Set task 1 :: In the match report on West Ham and Leicester, which player was dropped to the bench?

Excerpted passage ::

.....

West Ham United 2 Leicester City 0: Everybody involved is taking the piss

Leicester City travelled down to the capital having beaten West Ham in each of the clubs’ past three meetings. West Ham had lost each of their past two home games to mid-table sides without scoring. Leicester had a 100% record in London under Ruud van Nistelrooy.

Easy street. Start the car. This was in the bag.


After all, Wolves lost on Tuesday night. Ipswich lost on Wednesday night. It was Boubakary Soumare’s birthday, for heaven’s sake.

Unfortunately, it was also Alphonse Areola and Tomas Soucek’s birthday.

Photo: Iain Wright

Belated changes

Forgive us the detour from reality. This has been a tough season.

Despite many of us having given up hope of staying in the Premier League, there has been an enjoyably morbid curiosity in the team news each week as various overpaid underperformers have kept their places. Anticipation reached fever pitch to see whether Ruud van Nistelrooy would stick with Jordan Ayew and Bobby Decordova-Reid.

As it turned out, Ayew was dropped to the bench and Decordova-Reid stayed in despite only having one shot in 350 minutes of league football since his late equaliser against Brighton.

.....

Pointing records ::
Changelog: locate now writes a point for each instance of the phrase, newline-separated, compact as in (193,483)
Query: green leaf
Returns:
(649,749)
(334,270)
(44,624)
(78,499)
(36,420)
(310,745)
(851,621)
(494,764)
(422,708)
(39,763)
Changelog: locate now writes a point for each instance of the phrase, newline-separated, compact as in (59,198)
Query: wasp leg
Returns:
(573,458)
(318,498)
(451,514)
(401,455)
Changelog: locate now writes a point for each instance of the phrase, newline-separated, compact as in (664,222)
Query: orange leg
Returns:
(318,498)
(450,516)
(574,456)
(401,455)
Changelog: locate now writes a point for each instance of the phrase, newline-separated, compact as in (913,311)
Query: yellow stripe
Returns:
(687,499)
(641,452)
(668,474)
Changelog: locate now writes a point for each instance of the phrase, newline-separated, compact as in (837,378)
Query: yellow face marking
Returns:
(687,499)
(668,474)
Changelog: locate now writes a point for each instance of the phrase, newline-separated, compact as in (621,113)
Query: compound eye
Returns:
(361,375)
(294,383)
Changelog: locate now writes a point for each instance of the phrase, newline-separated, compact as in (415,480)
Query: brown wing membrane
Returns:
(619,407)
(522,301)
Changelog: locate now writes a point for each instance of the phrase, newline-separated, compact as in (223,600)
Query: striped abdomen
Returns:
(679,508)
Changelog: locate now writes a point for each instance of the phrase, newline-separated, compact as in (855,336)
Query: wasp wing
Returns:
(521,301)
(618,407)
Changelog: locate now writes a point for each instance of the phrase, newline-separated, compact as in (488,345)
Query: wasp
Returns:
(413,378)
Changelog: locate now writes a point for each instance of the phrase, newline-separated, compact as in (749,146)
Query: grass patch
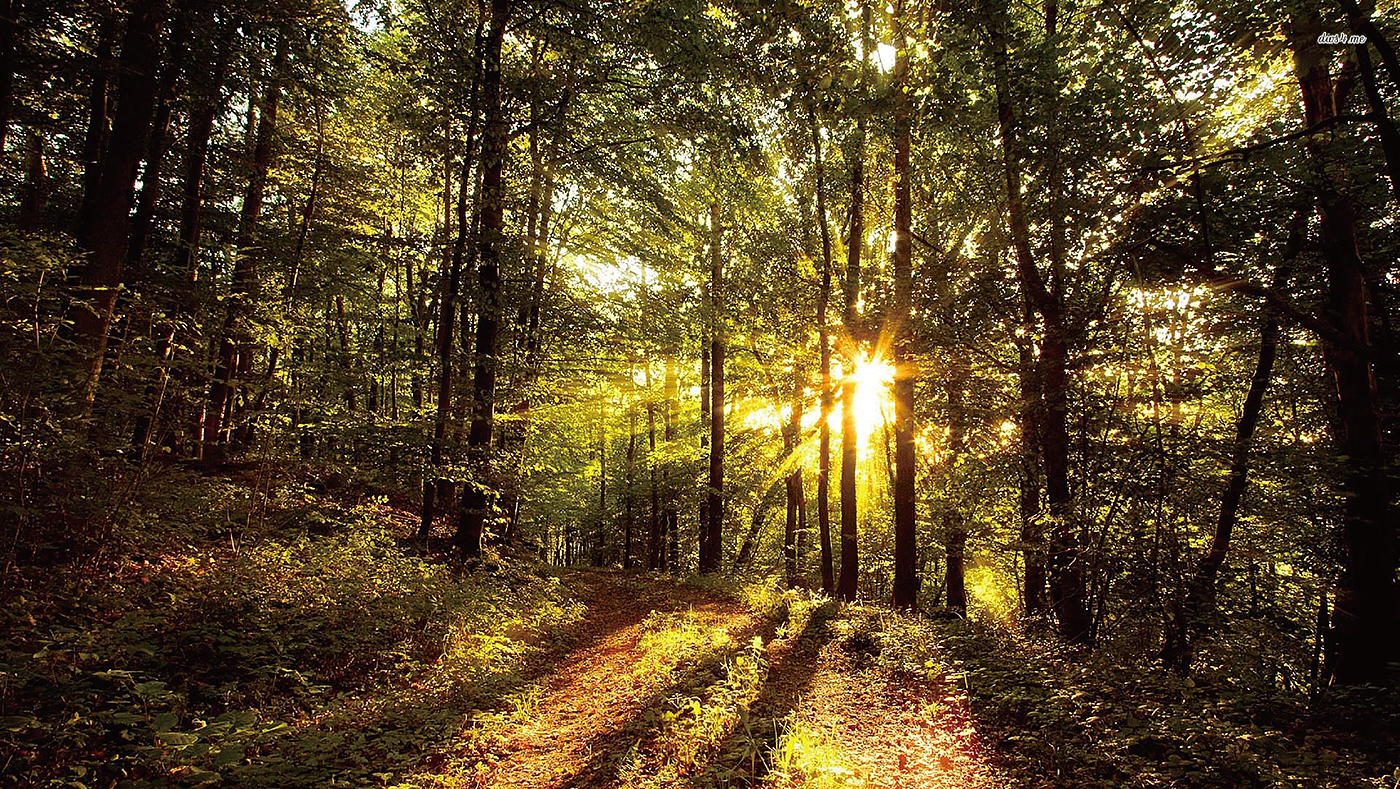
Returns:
(254,641)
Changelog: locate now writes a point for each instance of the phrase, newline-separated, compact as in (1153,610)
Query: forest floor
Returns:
(843,723)
(251,630)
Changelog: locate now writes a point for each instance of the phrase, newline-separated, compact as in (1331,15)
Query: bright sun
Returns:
(872,404)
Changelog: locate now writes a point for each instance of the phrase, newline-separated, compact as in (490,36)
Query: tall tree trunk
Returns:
(235,346)
(9,23)
(654,522)
(1067,588)
(438,487)
(906,561)
(35,200)
(492,220)
(630,481)
(100,112)
(795,501)
(599,539)
(823,465)
(1381,119)
(107,232)
(704,420)
(847,581)
(669,516)
(1032,528)
(207,102)
(1362,640)
(158,144)
(846,585)
(711,542)
(955,526)
(1200,602)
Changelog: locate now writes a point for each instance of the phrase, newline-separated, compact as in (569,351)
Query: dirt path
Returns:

.....

Set task 2 :: Copy the pointing records from the line with "as in (569,351)" up to and including the last line of the records.

Result 1 :: Jordan Ayew

Result 2 ::
Changelog: locate now writes a point for each instance of the phrase, newline-separated, compact as in (569,351)
Query: dirt path
Returns:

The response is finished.